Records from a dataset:
__________________________________________________

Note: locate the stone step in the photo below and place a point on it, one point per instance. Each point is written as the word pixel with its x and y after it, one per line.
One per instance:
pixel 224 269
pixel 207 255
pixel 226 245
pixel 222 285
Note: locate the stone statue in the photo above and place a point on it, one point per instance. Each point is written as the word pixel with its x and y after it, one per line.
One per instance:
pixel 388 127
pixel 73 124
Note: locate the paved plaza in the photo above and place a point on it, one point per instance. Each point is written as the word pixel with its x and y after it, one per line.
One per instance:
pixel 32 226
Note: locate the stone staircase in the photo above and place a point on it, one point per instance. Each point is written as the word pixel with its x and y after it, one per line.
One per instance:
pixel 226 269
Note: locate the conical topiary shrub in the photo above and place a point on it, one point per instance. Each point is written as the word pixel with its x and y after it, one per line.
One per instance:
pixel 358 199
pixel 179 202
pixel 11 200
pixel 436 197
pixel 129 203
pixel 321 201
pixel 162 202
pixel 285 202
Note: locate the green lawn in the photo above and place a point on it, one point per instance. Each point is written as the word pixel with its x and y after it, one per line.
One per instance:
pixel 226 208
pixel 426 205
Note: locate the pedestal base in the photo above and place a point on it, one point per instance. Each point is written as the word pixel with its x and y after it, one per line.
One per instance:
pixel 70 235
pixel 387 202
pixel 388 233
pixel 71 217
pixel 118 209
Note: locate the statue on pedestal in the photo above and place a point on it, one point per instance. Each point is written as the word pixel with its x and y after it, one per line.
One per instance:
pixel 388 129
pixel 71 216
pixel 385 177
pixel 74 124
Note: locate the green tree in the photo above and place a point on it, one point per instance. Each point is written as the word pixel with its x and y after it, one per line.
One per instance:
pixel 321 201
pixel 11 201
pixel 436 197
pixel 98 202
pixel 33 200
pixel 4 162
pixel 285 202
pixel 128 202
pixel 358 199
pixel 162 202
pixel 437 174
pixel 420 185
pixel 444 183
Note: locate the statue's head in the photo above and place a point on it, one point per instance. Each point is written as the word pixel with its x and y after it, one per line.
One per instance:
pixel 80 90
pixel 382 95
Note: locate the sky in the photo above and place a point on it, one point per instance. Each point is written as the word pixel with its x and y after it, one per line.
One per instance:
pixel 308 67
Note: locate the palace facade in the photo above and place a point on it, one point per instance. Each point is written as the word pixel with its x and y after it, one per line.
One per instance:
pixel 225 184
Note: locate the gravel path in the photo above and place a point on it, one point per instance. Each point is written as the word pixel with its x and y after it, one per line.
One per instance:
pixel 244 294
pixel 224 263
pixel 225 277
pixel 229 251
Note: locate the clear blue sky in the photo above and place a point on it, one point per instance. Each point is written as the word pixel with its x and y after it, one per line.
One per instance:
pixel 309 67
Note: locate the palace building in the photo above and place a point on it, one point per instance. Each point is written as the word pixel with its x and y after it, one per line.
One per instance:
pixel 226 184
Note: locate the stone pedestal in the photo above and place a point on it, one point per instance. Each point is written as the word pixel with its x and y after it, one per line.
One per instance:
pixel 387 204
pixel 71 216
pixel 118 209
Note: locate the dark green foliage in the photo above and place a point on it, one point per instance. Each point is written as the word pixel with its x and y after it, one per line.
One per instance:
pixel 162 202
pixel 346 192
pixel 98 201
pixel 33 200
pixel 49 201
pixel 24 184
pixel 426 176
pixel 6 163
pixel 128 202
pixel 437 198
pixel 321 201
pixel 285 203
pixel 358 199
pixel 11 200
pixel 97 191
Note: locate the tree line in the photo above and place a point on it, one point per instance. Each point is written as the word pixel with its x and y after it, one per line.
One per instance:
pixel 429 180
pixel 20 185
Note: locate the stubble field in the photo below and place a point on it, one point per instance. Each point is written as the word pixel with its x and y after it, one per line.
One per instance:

__________________________________________________

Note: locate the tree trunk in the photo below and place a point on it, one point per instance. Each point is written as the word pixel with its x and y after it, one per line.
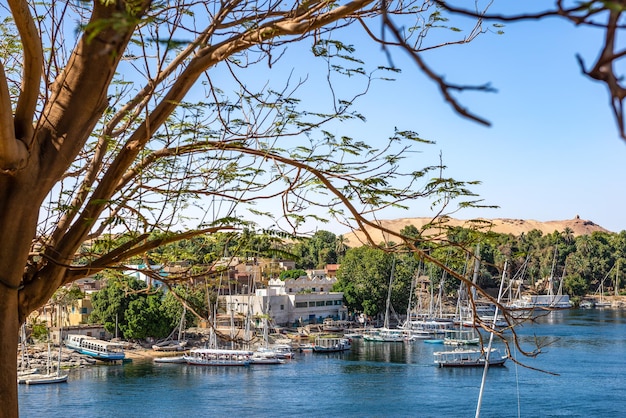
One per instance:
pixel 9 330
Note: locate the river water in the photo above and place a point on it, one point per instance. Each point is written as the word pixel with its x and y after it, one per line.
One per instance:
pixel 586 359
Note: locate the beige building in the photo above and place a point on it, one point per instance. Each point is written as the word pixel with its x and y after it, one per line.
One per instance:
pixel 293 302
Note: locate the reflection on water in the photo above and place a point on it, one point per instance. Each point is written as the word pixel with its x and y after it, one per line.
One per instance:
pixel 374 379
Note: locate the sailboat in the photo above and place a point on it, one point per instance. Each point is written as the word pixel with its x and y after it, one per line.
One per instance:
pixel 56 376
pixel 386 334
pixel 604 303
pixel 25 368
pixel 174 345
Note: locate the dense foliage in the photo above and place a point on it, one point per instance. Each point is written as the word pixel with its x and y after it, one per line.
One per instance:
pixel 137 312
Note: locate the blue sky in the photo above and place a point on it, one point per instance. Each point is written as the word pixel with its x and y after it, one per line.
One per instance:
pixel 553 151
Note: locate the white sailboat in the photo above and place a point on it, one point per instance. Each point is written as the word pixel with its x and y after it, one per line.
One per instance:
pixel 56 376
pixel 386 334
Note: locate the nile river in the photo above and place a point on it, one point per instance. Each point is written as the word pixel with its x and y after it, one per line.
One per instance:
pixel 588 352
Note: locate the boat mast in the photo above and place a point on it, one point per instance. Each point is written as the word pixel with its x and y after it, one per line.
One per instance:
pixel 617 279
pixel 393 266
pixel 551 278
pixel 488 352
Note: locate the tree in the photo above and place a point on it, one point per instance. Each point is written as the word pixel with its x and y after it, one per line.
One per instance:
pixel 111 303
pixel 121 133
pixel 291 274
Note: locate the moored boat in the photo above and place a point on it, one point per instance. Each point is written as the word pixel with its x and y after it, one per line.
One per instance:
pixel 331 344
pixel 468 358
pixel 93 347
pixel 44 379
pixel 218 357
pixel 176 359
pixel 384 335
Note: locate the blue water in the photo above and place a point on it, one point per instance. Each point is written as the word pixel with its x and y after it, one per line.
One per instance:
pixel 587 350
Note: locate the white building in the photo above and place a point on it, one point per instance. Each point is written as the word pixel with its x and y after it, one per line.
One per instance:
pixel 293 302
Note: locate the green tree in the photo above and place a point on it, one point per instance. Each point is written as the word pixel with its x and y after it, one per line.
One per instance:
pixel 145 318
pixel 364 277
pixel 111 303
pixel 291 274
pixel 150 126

__________________________________________________

Look through the entries for lines containing the word "green" and return each one.

Note: locate the green lawn in the photo above and place a point on it, one point per instance. Each point is written as the word pixel with its x and y after it, one per line.
Note: locate the green tree in the photo above and place a point on it, one point per instance. Each point is written as the word pixel with its x and y after it, one per line.
Note: locate the dark green foliage in the photo above and place a point on it, one point per instance. Each point is written as the word pixel with its x and y after it, one per line.
Note: locate the green tree in the photo above and place a point on it, one point per instance. Each point is written as the word pixel with its x and y after it, one per line.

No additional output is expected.